[Exercise text Boundary: Start]

At the risk of sounding like one of those bright-eyed and bushy-tailed American marketing gurus, every problem is an opportunity. Although the problems we have examined are symptomatic of an industry that is in many ways not meeting its clients' needs, each of them also represents an area in which we are able to demonstrate our professionalism and advance our profession.

Two of the most widely-repeated comments that are endemic of the malaise in the translation industry generally go together and are firstly: "but the source text is so badly written!" and secondly:" and at the rate I'm being paid, I'm certainly not going to spend time improving on it in the translation". The problem with the first comment is that it is often entirely wrong. The texts in question would certainly have been very badly written had they been written that way in the target language, but were in fact following accepted practice in their source culture and language. More often than not, the first comment indicates a frightening degree of unfamiliarity with the language as it is used and, even more so, of practices and manners in the culture of the source language.

[Exercise text Boundary: End]

**Exercise 1**
Can you write out the passage on the translation industry starting at "At the risk" and ending at "advance our profession.", replacing "opportunity" with "chance"?
**Exercise 2**
Could you continue the passage on the translation industry, picking up after its final sentence?

[Data Boundary: Start]

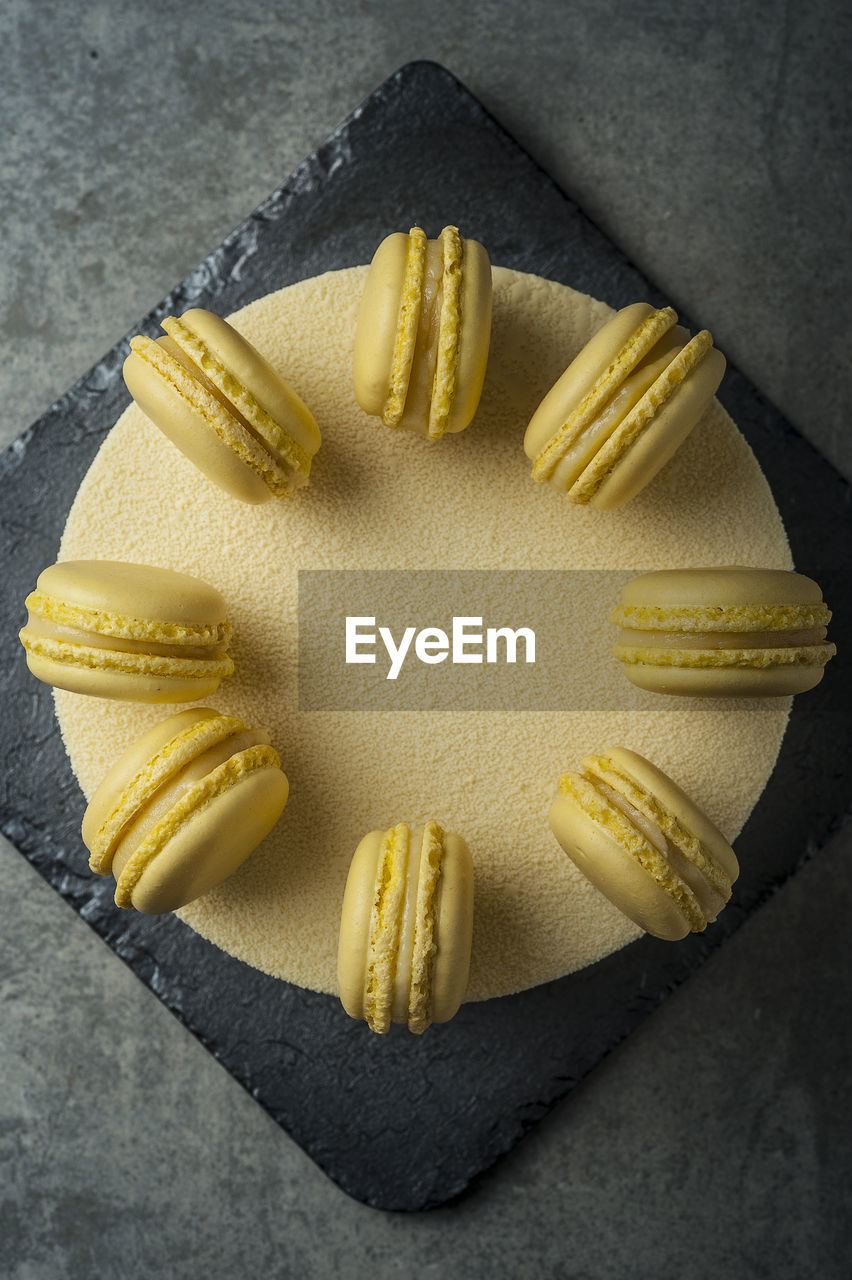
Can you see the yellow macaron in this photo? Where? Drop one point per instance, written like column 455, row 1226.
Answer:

[Data Boundary: End]

**Task result 1**
At the risk of sounding like one of those bright-eyed and bushy-tailed American marketing gurus, every problem is an chance. Although the problems we have examined are symptomatic of an industry that is in many ways not meeting its clients' needs, each of them also represents an area in which we are able to demonstrate our professionalism and advance our profession.

**Task result 2**
Nonetheless, the criticism doesn't just identify a problem, it identifies an opportunity: an opportunity to demonstrate our insight, understanding and (dare I say it?) professionalism, perceiving the goal of the original text and ensuring that it is achieved by the translation. Because professional translation isn't a matter of providing foreign words, but ensuring a desired action or effect is achieved in the target culture.

Unfortunately, it is an opportunity that is so often missed as a result of the attitude displayed in the second comment, which creates a sad vicious circle in which translations fail to produce documents that achieve their users' goals and confirm the general impression that translation does not merit a professional feed, but is an activity akin to copy typing that requires little understanding or intellect and generates generally unusable results without the subsequent intervention of a "true" professional. So although our first quote recognises an opportunity, our second quote knocks it flat, refusing to do the work that we recognise is required for the translation to achieve its purpose, despite implicitly acknowledging this work is required.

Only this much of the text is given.